=== Begin Enclosure ===
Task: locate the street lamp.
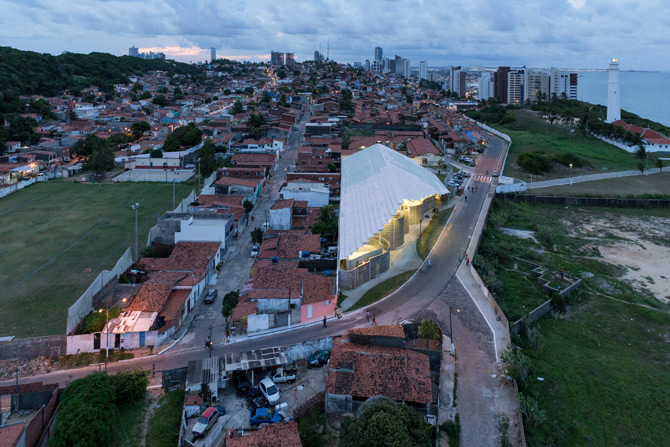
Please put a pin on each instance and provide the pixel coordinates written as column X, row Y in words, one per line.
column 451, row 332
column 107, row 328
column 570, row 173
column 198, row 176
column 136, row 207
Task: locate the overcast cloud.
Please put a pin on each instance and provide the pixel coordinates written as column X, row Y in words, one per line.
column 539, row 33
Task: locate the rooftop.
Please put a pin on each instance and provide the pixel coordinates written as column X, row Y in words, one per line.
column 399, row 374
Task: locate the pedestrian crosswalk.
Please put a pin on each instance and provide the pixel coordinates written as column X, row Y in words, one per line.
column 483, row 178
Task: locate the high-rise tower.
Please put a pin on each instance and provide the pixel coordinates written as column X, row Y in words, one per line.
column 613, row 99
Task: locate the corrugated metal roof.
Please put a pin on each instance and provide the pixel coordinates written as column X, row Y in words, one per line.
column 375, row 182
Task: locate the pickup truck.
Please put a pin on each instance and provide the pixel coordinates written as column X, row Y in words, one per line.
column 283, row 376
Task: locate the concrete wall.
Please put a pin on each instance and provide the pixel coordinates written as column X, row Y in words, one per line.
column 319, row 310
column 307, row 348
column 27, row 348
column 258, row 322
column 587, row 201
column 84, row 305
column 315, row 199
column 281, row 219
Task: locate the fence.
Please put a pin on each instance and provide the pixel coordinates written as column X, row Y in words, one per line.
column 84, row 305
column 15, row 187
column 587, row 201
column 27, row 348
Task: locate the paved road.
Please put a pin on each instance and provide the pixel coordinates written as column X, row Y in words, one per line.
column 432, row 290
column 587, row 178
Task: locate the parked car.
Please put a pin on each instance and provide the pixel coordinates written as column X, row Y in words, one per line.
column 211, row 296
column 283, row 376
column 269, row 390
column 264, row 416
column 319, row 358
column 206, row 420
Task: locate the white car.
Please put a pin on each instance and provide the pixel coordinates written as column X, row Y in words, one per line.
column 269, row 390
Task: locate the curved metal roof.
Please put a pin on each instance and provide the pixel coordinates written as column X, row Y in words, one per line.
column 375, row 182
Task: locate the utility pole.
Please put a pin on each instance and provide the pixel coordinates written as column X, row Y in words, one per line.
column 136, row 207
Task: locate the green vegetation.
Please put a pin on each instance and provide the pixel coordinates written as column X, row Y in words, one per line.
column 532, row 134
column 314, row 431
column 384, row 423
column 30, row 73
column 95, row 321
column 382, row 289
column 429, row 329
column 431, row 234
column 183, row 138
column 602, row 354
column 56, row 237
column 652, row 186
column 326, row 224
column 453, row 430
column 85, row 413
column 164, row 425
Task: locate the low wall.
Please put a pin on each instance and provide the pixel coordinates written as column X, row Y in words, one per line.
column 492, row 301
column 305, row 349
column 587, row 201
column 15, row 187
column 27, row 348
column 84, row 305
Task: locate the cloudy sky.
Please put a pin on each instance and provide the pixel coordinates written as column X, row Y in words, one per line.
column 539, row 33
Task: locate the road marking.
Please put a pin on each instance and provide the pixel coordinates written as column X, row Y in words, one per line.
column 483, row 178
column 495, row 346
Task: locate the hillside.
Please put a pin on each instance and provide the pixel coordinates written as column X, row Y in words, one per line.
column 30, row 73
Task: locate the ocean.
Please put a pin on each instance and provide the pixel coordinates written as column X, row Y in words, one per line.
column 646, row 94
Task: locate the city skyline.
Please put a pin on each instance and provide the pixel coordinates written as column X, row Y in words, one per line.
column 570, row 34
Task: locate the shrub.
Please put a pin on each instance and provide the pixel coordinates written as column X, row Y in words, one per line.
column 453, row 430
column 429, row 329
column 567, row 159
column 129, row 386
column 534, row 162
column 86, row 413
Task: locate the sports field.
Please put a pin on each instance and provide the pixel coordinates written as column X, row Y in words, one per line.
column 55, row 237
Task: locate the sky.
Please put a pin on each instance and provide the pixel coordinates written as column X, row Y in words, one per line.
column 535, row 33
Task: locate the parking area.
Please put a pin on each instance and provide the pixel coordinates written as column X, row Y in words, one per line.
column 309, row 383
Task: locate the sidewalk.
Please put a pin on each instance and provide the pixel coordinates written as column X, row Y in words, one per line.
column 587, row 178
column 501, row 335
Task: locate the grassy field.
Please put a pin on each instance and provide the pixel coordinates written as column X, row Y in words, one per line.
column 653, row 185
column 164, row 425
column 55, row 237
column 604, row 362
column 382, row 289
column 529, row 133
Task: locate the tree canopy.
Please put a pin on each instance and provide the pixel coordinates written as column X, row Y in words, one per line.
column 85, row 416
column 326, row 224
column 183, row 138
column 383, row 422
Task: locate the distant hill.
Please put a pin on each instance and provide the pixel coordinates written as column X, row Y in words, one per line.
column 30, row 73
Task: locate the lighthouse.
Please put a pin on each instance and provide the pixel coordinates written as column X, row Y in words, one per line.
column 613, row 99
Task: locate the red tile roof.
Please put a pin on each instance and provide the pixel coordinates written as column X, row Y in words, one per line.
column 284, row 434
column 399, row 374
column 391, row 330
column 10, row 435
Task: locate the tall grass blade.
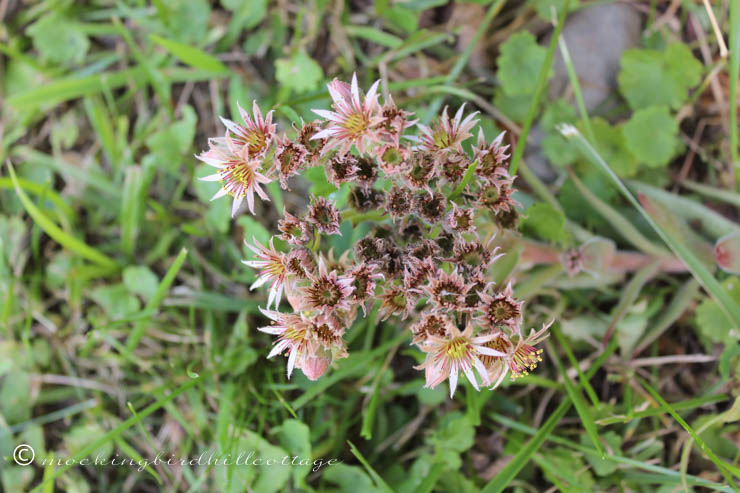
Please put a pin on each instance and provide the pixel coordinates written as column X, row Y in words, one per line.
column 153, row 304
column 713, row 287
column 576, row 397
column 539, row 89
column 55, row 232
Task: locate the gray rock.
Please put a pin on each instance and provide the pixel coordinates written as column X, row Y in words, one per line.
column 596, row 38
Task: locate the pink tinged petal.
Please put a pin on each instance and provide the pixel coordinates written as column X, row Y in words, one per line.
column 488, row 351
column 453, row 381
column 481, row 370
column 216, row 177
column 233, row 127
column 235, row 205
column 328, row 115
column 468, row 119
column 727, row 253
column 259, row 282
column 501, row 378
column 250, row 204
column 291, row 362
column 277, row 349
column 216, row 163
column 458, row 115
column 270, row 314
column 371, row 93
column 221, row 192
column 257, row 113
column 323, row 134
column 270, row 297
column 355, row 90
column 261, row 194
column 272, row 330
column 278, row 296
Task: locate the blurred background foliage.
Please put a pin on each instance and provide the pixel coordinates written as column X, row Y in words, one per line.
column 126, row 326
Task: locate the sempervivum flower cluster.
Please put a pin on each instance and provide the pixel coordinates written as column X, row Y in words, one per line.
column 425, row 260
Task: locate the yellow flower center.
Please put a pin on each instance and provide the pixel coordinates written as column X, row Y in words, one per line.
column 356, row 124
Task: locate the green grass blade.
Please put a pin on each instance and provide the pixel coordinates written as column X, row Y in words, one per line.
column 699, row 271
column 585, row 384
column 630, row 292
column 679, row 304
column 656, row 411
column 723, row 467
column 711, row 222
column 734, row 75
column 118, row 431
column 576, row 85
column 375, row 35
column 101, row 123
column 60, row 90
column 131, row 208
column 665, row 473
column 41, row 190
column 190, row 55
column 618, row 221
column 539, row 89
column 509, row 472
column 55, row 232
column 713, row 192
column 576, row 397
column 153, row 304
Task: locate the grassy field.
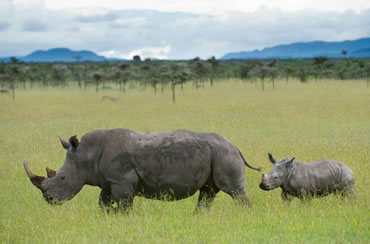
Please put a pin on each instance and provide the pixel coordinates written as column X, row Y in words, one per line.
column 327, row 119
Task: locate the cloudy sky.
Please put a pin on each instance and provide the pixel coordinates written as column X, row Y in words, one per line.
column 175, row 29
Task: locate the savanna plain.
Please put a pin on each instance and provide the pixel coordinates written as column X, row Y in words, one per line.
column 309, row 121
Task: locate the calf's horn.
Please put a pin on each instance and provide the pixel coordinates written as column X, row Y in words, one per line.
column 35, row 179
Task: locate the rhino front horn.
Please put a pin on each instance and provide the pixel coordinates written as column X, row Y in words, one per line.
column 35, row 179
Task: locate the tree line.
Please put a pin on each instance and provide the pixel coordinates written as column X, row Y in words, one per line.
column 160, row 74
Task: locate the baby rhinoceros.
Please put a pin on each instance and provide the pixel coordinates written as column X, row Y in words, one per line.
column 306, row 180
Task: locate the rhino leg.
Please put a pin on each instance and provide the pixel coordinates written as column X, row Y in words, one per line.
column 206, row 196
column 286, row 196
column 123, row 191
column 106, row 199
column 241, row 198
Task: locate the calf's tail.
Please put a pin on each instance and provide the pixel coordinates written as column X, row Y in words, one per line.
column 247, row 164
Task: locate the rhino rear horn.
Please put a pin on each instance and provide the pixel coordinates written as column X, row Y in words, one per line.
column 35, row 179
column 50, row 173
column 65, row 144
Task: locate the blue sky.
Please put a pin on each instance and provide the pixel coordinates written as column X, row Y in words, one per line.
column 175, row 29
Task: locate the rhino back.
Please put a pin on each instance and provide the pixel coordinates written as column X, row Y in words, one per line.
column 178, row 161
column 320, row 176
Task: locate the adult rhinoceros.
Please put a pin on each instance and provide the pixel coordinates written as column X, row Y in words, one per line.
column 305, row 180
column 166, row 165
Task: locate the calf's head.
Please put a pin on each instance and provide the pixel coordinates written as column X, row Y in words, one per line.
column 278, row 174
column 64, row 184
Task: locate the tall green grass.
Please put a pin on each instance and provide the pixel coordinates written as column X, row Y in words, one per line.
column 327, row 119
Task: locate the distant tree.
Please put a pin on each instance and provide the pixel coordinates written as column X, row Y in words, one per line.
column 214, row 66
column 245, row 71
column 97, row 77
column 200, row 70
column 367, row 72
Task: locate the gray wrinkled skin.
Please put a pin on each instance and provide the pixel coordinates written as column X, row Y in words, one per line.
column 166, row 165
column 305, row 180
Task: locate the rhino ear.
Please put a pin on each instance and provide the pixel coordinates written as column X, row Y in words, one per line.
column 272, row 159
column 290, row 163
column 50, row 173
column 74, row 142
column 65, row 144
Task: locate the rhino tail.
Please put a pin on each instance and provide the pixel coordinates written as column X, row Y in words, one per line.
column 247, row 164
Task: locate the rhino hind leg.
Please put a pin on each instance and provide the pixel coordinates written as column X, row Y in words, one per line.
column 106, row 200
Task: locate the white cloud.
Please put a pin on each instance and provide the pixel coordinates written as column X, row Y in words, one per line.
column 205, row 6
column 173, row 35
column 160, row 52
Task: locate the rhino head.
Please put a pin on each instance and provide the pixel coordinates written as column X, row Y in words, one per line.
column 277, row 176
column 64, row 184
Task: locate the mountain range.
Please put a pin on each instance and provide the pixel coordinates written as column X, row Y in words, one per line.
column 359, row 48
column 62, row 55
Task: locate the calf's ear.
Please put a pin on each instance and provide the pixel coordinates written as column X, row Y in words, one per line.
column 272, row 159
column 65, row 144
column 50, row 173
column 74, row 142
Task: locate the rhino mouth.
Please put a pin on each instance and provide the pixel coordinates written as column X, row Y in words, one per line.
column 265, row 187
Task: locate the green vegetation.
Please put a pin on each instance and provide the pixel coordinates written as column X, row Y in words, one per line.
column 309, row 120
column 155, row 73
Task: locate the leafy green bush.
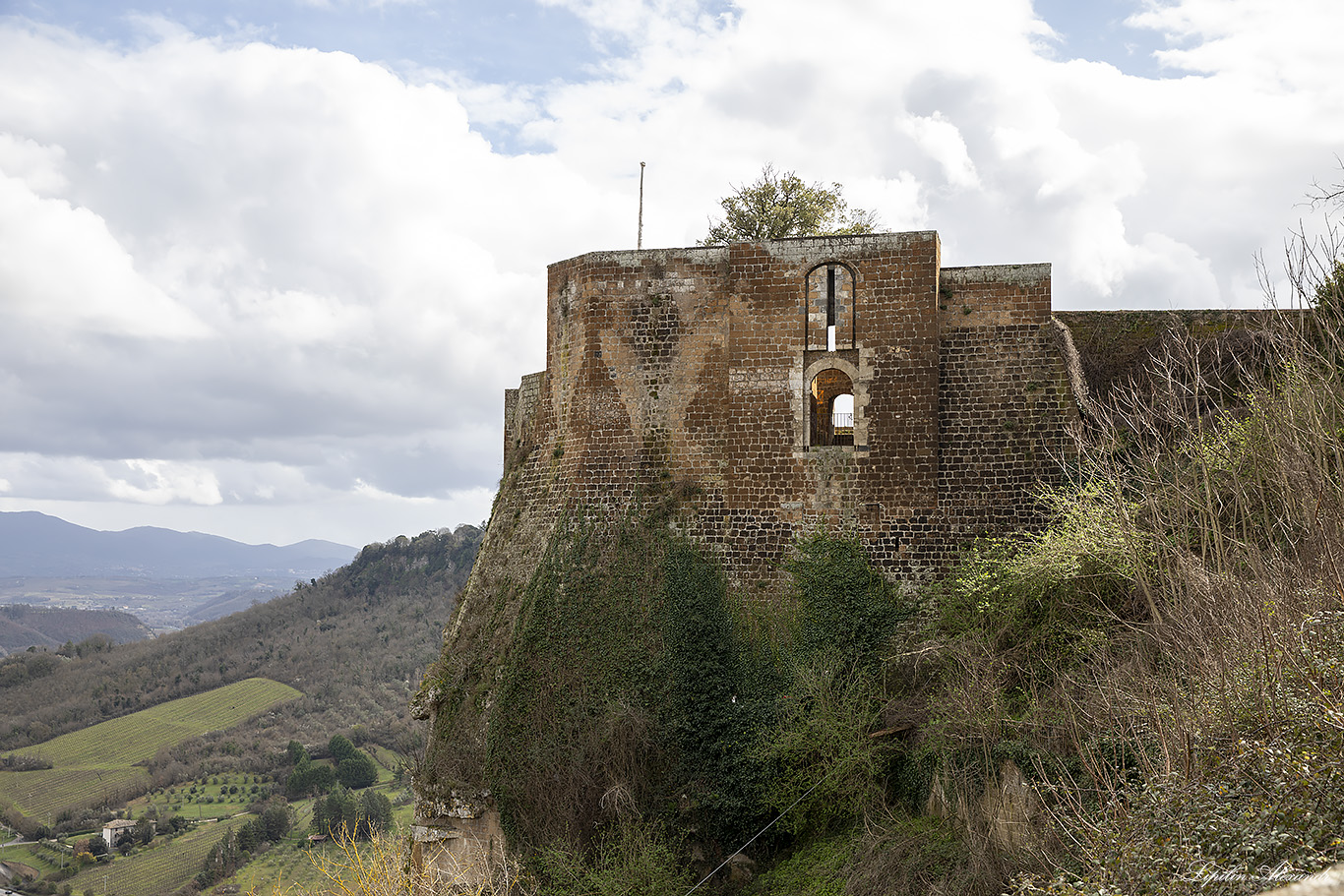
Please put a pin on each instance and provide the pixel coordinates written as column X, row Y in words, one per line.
=== End Enclosure ===
Return word for word the lines above from the line with "Task: locate the pedestrian crosswalk." to the line with "Task: locate the pickup truck.", including both and leaving out all others.

Task: locate the pedestrian crosswalk.
Please put a pin on each instance and provide the pixel coordinates written as column X, row Y in words, one per line.
column 483, row 178
Task: locate the high-rise tower.
Please put a pin on each instance and provide the pixel coordinates written as column X, row Y in words, one per line.
column 613, row 99
Task: locate the corrugated metal roof.
Please put a pin on each instance and provide the pixel coordinates written as column X, row Y in words, one per line.
column 375, row 182
Task: locate the pickup truck.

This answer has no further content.